→ **What is required**: Will you transcribe all the entries word for word, skipping the pictures they hold?

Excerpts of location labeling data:
(begin)

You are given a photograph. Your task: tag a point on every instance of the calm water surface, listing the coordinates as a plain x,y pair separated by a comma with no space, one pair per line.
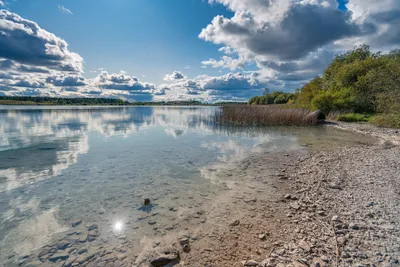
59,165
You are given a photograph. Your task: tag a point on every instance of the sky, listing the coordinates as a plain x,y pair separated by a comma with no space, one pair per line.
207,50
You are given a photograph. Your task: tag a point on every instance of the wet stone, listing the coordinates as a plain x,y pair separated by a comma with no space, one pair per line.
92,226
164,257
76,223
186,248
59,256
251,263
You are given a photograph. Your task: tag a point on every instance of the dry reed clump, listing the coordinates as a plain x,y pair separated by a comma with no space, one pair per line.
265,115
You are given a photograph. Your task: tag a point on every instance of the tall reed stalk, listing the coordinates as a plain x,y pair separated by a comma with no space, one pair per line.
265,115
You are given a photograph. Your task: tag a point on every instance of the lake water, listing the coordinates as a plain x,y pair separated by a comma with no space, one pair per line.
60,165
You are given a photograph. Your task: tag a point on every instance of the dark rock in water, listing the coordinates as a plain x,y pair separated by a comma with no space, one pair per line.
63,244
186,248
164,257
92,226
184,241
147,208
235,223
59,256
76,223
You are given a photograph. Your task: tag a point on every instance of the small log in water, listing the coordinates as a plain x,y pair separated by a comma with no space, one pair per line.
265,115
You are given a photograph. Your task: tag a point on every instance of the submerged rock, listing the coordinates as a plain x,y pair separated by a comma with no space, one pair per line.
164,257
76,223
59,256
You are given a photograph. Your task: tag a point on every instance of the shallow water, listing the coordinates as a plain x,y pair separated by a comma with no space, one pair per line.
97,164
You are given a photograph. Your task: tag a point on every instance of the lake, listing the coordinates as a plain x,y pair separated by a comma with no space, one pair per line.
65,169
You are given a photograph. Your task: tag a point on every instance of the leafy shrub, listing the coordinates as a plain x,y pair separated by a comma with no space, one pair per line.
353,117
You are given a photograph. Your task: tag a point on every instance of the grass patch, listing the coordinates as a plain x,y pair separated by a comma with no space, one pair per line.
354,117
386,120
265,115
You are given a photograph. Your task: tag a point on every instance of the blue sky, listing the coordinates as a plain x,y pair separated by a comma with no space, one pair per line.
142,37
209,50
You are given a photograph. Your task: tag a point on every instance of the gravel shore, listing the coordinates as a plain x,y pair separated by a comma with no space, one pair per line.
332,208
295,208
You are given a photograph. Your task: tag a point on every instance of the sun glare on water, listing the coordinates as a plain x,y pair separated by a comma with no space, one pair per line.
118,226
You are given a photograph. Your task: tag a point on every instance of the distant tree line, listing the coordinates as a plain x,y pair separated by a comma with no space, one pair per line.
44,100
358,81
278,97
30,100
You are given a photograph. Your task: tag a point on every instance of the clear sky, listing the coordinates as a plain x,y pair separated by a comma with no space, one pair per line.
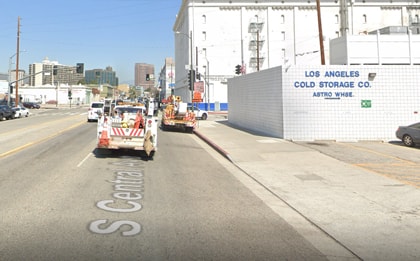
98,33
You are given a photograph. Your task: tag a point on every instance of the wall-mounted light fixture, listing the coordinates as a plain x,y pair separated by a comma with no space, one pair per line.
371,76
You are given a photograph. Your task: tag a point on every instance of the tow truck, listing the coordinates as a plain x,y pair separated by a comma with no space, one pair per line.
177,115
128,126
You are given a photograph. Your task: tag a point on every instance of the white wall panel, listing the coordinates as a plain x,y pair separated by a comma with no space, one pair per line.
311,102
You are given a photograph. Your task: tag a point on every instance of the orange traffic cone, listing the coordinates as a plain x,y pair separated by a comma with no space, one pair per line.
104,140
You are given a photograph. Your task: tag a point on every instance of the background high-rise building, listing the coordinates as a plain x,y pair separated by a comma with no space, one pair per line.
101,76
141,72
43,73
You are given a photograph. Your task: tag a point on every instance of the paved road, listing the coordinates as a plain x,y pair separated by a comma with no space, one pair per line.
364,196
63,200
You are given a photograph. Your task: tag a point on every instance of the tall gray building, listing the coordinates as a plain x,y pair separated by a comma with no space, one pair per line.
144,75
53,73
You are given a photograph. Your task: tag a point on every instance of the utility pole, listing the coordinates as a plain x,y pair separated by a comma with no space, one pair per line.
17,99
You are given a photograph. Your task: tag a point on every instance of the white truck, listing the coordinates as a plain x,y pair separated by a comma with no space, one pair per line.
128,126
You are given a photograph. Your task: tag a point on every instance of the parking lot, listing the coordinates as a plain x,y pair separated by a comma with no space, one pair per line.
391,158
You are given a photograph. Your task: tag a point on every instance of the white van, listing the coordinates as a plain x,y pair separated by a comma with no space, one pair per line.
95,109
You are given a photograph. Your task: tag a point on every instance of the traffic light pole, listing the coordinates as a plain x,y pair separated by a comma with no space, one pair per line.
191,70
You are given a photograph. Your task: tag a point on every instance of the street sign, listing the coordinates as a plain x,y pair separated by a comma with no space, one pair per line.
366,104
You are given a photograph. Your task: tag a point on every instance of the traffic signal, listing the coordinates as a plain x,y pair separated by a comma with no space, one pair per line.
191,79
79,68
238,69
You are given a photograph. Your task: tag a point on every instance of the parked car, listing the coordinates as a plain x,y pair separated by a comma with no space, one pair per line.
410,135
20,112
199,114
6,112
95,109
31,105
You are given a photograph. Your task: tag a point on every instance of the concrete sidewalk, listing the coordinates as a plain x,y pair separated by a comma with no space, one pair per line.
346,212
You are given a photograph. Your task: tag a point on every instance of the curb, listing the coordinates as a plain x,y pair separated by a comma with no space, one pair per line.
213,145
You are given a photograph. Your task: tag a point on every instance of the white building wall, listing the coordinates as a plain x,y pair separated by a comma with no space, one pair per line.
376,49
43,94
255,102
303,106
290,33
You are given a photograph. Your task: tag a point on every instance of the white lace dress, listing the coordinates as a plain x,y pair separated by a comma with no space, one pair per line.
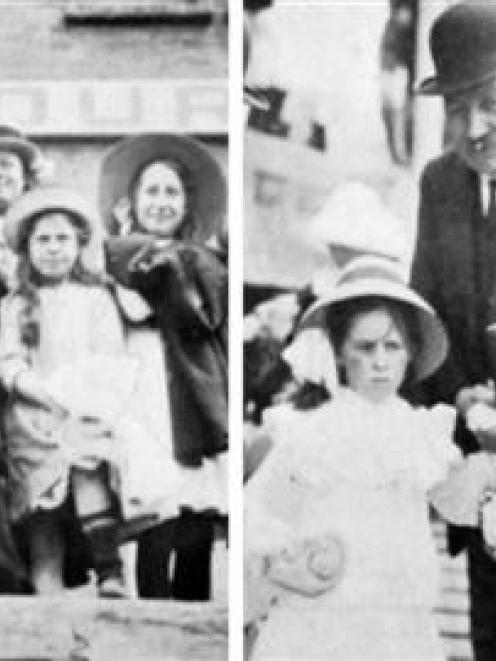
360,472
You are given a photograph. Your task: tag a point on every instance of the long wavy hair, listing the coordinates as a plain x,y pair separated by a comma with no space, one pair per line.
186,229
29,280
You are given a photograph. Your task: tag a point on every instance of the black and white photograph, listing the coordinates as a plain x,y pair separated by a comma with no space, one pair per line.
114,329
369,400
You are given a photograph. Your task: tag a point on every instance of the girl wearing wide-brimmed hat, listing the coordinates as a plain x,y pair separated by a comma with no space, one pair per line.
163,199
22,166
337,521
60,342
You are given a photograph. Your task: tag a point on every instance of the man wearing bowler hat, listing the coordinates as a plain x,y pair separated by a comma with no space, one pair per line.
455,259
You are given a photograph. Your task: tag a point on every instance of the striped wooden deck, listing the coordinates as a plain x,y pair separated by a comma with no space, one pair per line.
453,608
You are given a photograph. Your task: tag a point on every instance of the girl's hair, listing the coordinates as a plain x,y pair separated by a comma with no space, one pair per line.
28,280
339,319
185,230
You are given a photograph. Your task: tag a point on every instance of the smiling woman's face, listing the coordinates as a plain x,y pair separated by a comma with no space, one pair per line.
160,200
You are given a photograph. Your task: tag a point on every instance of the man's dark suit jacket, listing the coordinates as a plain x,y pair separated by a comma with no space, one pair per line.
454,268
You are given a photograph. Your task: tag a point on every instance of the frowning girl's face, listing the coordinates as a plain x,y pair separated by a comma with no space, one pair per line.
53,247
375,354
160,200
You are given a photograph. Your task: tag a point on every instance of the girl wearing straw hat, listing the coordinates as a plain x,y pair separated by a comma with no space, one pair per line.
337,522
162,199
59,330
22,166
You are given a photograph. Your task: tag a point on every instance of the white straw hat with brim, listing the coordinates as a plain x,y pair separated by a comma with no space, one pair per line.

(end)

→ **Finished exercise**:
You are given a photograph. Your task: tag a point on every instance of the calm water surface, listing the coordinates as a plain x,y pair separated by a comma with no space, one pair per line.
59,165
You are given a photograph. Your task: tag a point on every instance of the sky, listing the coordinates as a plain x,y pair separated by a comma with no space, one pair per line.
207,50
You are given a photograph. Your task: tag a point on every instance of the wet stone, listing the coordinates as a plain x,y pair separated by a comma with no space, one pair per line.
92,226
164,257
76,223
186,248
59,256
251,263
You are given a photograph. Your task: tag a point on every instance of the dry reed clump, listing the coordinates as a plain x,y pair separated by a comma with no space, one pair per line.
265,115
You are given a photograph. Your task: tag a point on every instance of the tall reed stalk, listing the coordinates as a plain x,y pair separated by a comma with no space, one pair per line.
265,115
You are given a photograph. Your task: tag a point on every instance of the lake water, listing the coordinates as a plain x,y pair separated by a comma with no space, one pair per line.
60,165
You are given a photograph. Your task: tag a point on every instance of the dark rock in water, listing the coordinates as a plain x,y pair separated by a comma with no space, one pair per line.
63,244
186,248
164,257
92,226
184,241
147,208
235,223
59,256
76,223
You are given a photograph. Your task: tag a point on every instance of the small log in water, listing the coordinates as a plain x,y pair separated by a comma with no space, one pair per line.
265,115
You are given a photograph. Your task: tag a point on every instance of the submerged rock, listing the coordinates as a plain x,y pair separated by a comma with no space, one pair per line.
164,257
76,223
59,256
You are given a photograph. Your task: tag a point on every instance of the shallow water, listing the coordinates as a plain x,y pair separated by a comma with no space, one pair per line.
97,164
You are given a photograph. Your task: tag a point on every instance of the lake, listing the coordinates as a plain x,y pair separated by a comma with no space, one pair per line.
65,169
You are given a photograph. Your task: tag a point on every instance of the leafy shrub, listing the coordinates as a plain x,y pair separated by a comma with no space, one pair per line.
353,117
You are given a photograph. Your task: tag a point on every instance of the grass patch, listing the coordinates as a plain x,y pair separated by a comma with no space, one pair per line.
354,117
386,120
265,115
You are given a photograph. Your task: tag a point on every instance of the blue sky, listing the coordinates as a plain x,y pair separated by a comma with no space, one pair per line.
142,37
209,50
You are given a photograph. Your task: tag a point on every instance of the gravel shore, listing the coordinates as a plain x,y pair separated by a comma with no space, one pair per line.
332,208
295,208
You are given a photograph. Your task: tag a point on every instance of the sun glare on water, listing the coordinates as a plain x,y pair separated by a comma with no space, one pair per line.
118,226
You are given a photograph. Your task: tag a point on every instance of the distant tree line, listing the coordinates as a plain x,y pair separated by a comma with no space, one pair per line.
44,100
358,81
278,97
30,100
You are given a photograph. Your task: tag a point on every instance of the clear sky, listing the coordinates as a plain x,y pair separated by a comma with no space, one pair per line.
98,33
You are given a photograph. Your task: tag a point on every instance of the wall-mounted light fixture, listing the coordinates as a plain x,y pair separated by a comma with no space, one pair per line.
371,76
You are given a photograph. Your task: tag a point on every instance of the tow truck, listing the coordinates as a plain x,y pair separated by a comma with no space, one pair per line.
177,115
128,126
You are given a photograph. Your task: tag a point on every instance of the white wall panel, listing the coordinates as a plain x,y pair separated by a comma with no space, one pair per line.
311,102
You are given a photograph. Your task: tag a point on every instance of the orange traffic cone, listing the coordinates as a plain x,y pair separated by a comma with no space, one pair per line.
104,140
You are given a photograph. Your task: tag a point on every instance of the background high-rise building, listing the coordinates as a plain x,y pair separated by a comma with no space, one pair per line.
101,76
141,72
43,73
You are given a photograph. Your task: tag a point on every instance of the paved road, listing the coordinates as a plain x,y pair separated by a comma with no space, one pair per line.
364,196
63,200
You are given a photograph. Your task: tag a point on every instance of the tall gray building, listing the coordinates as a plain x,y pair separated by a comma with no space, one pair per line.
144,75
53,73
You are given a photograph. Your task: tag a point on every instance of the utility pole, listing the coordinates as a plain x,y pair separated by a comma with no space, one pair per line.
17,99
You are given a photograph. Your task: tag a point on every instance of the white truck, listing the coordinates as a plain x,y pair separated by a comma with no space, one pair per line.
128,126
You are given a photograph. Your task: tag a point on every instance of the parking lot, listing the coordinates as a plain x,y pair separated by a comma with no space, one pair per line.
391,158
You are given a photograph. Your task: tag a point on every instance of the white van, listing the coordinates as a plain x,y pair separated by a comma with no space, one pair per line.
95,109
You are given a photograph. Your task: tag a point on every instance of the traffic light pole, listing the coordinates as a plain x,y pair separated by a comma with no space, one pair per line.
191,70
You are given a photograph. Your task: tag a point on every instance of the street sign, listing the coordinates as a plain x,y pair separated by a comma with no space, one pair per line.
366,104
You are given a photograph. Your task: tag a point on every instance of the traffic signal, listing the coordinates as a plain x,y pair separated by a comma with no space, one pair per line.
191,79
79,68
238,69
You are given a photograph. Your task: tag a point on every instance of the parked car, listing the coordinates as a plain x,y pair separated by a comma with no space, one pair per line.
410,135
20,112
199,114
6,112
95,109
31,105
You are given a photograph. Your task: tag a point on every instance of the concrete sidewalk, listing the coordinates as a plain x,y pair separated by a comma with no space, one pair per line.
346,212
You are given a photograph. Your task: tag a point on every instance of the curb, listing the coordinates as a plain x,y pair separated by a comma with no space, one pair per line.
213,145
You are given a photograph. Your task: tag a point on every instance of the white building wall, listing the coordinates as a plain x,y pair separated by a comma with no space, one pair per line.
376,49
43,94
255,102
303,106
290,33
You are given a photograph. Your task: tag a point on every instance of the white lace dress, listing the coordinates as a plain x,y pair separated by a comma with no space, one pair per line.
360,472
You are given a photograph. Your task: tag a point on every instance of the long wavy hair, listing the coordinates as a plain x,y pair separated by a comma with no space, one pair per line.
186,229
29,280
You are given a photograph. Your task: tag a point on every instance of the black and white photograph, listing the coordinates as a plain x,y pair separated by a comma with no space, one pair per line.
114,329
369,400
You are given a photograph. Your task: tag a point on every instance of the girl wearing wide-brimmed hat, listing the coordinates as a plain x,y pair separated by a comma with no space, one pair per line.
163,199
22,166
337,521
60,342
You are given a photograph. Your task: tag a point on every instance of the man wearing bowler hat, listing the coordinates as a plain x,y pair separated by a comma with no space, one pair per line.
455,259
You are given a photograph. Your task: tag a point on every instance of the striped wooden deck, listing the coordinates as a plain x,y pair separated by a comma with no space, one pair per line.
453,608
You are given a photograph. Your task: tag a point on every instance of the girl's hair, listing the coordinates as a plain x,y pair separated by a comma with no space, one pair per line.
28,280
339,319
185,230
You are given a photograph. Your task: tag a point on every instance of the smiling woman's face, listing the coordinates as a plain x,y pair separated by a comma with no space, one pair per line.
160,200
You are given a photograph. Your task: tag a point on every instance of the man's dark suit jacket, listing the coordinates as a plain x,y pair separated by a comma with no space, one pair per line.
454,268
You are given a photograph. Your task: tag a point on every instance of the frowning girl's face, listing the coordinates as a plain x,y pair separated by a comma with no space, one pair per line.
53,247
375,354
160,200
You are given a photograph. Your task: tag a point on every instance of the girl wearing straw hat, listing the coordinates as a plain x,y pair separated by a comma with no space, one pair per line.
337,522
162,199
59,330
22,166
You are given a photograph. Your task: tag a point on every instance of the white straw hat with brim, listing the coordinates as a plain x,y pair separated by a comma with no space, one pair per line.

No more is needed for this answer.